## Questions on the material:
1. Rewrite the stretch from "Powerlifter Defies the" through "his first medal." of the powerlifting article, putting "walker" in place of "wheelchair".
2. Extend the article about the bronze-winning powerlifter past its final paragraph.

## Excerpt:

Content starts

Powerlifter Defies the Odds, Earns Bronze in Bench Press
By Karina Jennings
July 5, 2018
Six years ago David Paul spent most of his time in a wheelchair. Today, the 22-year old won bronze in Powerlifting by bench pressing 95 kilograms (209 pounds) at the 2018 Special Olympics USA Games. It is his first national competition and his first medal.
David has Cerebral Palsy, a congenital disorder that affects body movement and muscle coordination. According to his coach, Bill Newby, David’s father, Tim, has been relentless in helping his son improve his muscle strength. “There was a time when David couldn’t make it up stairs using his legs. Today, we walked together to the venue and he won the bronze medal,” said Bill. “It’s a huge achievement.”
During today’s competition, Tim and David were recognized as leaders paving the way for others to use strength training as a way to help those with Cerebral Palsy remain active. For Tim, he initially looked to strength training as a way to reduce the medications David took as a child. “He was being given Botox and Phenol Block injections and I thought strength training could get him off those medications. I lifted in my younger years and I remembered how it helped me get stronger,” he said, “so I thought it could work for David.”

Content ends

## Information provided:
Content starts

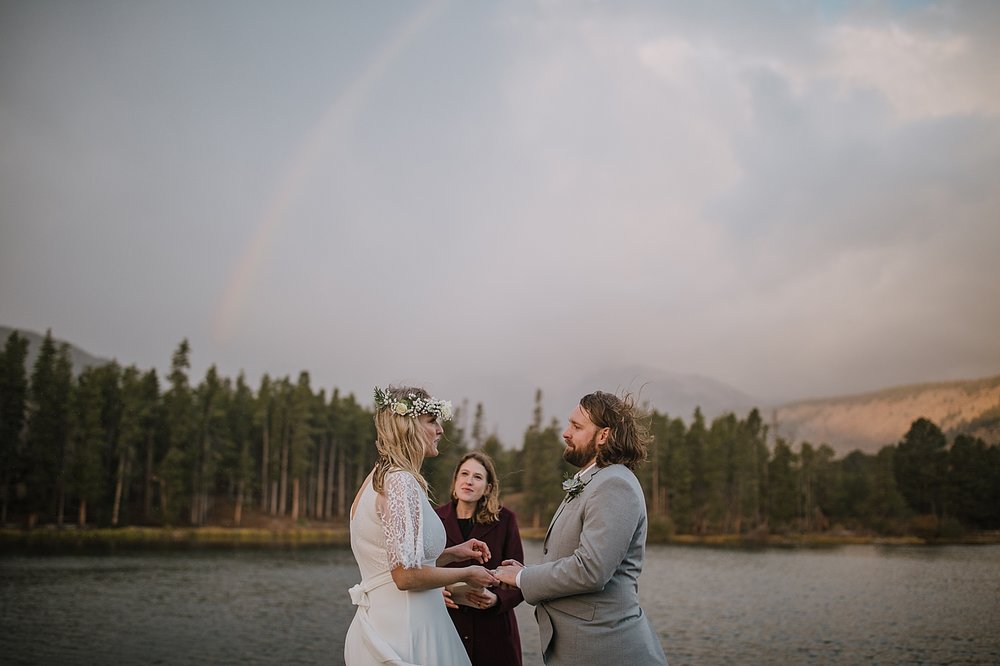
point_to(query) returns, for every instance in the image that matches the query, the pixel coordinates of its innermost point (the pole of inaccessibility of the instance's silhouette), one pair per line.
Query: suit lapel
(586, 480)
(450, 520)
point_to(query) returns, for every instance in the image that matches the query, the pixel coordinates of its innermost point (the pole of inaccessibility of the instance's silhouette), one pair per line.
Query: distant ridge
(78, 357)
(869, 421)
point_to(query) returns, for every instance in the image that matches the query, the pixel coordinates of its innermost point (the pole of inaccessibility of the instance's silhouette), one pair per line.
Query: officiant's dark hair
(628, 438)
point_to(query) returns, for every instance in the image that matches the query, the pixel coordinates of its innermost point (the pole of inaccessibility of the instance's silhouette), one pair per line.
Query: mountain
(509, 400)
(78, 357)
(869, 421)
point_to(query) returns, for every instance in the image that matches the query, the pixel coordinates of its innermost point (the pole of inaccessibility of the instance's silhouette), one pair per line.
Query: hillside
(872, 420)
(78, 357)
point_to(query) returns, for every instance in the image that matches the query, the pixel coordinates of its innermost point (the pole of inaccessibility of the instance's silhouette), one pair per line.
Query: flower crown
(412, 405)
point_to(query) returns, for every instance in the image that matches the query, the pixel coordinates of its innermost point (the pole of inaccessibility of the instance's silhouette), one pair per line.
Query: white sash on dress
(379, 649)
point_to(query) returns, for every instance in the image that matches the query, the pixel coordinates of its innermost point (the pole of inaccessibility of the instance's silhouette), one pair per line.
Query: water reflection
(261, 606)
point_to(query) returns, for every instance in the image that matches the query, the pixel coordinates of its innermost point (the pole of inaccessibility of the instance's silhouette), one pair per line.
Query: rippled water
(848, 605)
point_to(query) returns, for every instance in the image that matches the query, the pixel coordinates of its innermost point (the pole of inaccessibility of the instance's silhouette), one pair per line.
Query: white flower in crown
(413, 406)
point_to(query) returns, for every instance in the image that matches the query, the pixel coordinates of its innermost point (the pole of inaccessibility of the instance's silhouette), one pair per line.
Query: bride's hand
(454, 595)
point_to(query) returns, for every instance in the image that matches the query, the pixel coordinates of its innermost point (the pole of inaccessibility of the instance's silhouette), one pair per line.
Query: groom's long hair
(629, 438)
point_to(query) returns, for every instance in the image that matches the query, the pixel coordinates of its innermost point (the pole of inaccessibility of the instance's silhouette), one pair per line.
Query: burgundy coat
(490, 635)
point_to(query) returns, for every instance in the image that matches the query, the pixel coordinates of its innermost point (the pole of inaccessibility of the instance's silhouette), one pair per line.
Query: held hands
(480, 577)
(506, 573)
(473, 549)
(464, 595)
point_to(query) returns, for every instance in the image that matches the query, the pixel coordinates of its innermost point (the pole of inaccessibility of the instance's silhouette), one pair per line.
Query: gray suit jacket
(585, 591)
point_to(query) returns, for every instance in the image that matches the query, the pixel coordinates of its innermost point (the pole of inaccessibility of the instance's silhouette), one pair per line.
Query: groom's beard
(578, 457)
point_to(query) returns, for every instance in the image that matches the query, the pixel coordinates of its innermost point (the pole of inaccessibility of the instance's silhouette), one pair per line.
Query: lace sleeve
(402, 521)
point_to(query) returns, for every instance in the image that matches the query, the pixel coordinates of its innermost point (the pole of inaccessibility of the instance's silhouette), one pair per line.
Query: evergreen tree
(176, 469)
(13, 407)
(95, 416)
(48, 431)
(696, 443)
(782, 485)
(973, 478)
(921, 464)
(237, 464)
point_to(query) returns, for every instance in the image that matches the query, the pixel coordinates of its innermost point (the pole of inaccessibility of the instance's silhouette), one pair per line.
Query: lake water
(846, 605)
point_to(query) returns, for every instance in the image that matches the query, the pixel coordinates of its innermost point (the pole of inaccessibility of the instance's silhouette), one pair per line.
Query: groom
(585, 591)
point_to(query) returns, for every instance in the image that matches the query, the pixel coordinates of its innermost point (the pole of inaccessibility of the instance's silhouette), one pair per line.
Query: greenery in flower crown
(413, 405)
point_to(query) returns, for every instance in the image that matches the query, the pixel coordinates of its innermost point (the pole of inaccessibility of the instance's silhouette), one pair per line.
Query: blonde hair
(488, 507)
(400, 441)
(629, 438)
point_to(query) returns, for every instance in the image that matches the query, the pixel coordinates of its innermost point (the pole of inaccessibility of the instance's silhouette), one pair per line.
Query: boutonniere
(572, 486)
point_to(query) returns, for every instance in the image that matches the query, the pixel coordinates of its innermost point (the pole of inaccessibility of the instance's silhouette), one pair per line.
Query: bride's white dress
(392, 626)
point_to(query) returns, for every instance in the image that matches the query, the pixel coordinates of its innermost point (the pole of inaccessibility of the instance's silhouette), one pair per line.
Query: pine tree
(13, 408)
(48, 431)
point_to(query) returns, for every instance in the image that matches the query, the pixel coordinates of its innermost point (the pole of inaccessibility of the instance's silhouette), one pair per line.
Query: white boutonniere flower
(573, 486)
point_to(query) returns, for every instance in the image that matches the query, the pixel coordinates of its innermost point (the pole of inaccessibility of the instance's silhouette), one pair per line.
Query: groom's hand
(507, 573)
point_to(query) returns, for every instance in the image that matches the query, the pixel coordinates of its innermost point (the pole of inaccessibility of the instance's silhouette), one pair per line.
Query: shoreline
(339, 535)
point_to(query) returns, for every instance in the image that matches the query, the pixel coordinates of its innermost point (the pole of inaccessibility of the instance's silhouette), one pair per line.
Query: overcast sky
(799, 199)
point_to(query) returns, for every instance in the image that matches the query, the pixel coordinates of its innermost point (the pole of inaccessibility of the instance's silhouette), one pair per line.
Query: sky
(797, 199)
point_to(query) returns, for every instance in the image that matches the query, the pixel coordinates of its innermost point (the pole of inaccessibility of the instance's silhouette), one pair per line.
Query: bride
(399, 544)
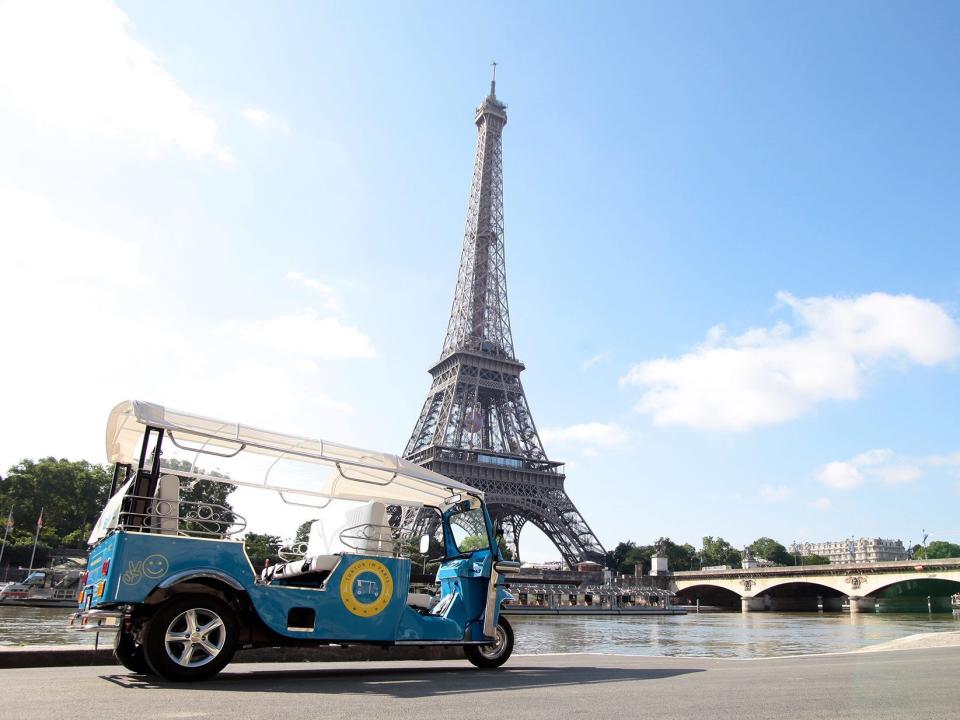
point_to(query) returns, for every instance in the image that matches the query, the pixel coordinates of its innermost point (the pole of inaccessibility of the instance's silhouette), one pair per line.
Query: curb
(79, 655)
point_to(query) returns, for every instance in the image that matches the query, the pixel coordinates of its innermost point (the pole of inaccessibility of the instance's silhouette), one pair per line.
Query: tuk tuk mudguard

Content ends

## Your written answers:
1.
Powerlifter Defies the Odds, Earns Bronze in Bench Press
By Karina Jennings
July 5, 2018
Six years ago David Paul spent most of his time in a walker. Today, the 22-year old won bronze in Powerlifting by bench pressing 95 kilograms (209 pounds) at the 2018 Special Olympics USA Games. It is his first national competition and his first medal.

2.
Tim and David’s doctor agreed they would wait until he stopped growing. So, when David turned 17 his doctor said it would be OK for him to try it. At a follow-up appointment six months later, Tim recalls the doctor asking what he had done. “I thought I was in trouble and had done something wrong,” he said. “Instead he told me, ‘whatever you are doing is more effective than what I could do for him, so keep doing it.’”
That was the start of David’s journey as a Special Olympics powerlifter. “He was doing bench press in his training and after I saw a Special Olympics powerlifting competition I thought he could do the squat and deadlift too.” David agreed and they added leg strength to his upper body training. David would go on to become the first powerlifter for his Indiana delegation. The team now has five to six competitors in powerlifting each year.
As he has gotten stronger, David has added other sports, including snowshoeing and bowling. He has also participated in an annual Special Olympics Indiana fundraiser, walking a three-mile course and completing it each of the last four years. “Each time we have another idea or another activity comes up, he says yes and he does it,” said Tim. “I have never heard him say, ‘I can’t do that.’”
During today’s competition at the University of Washington’s Meany Hall for the Performing Arts, David fought to complete his targeted weight of 105 kg (231 pounds) in deadlifting. While he didn’t medal in the event, he failed in his first two lifts and was successful in his third and final attempt. After the competition, David hugged and cried with his family and coach in celebration of his achievements.
“I’m so proud of him,” said Tim. “He’s incredible.”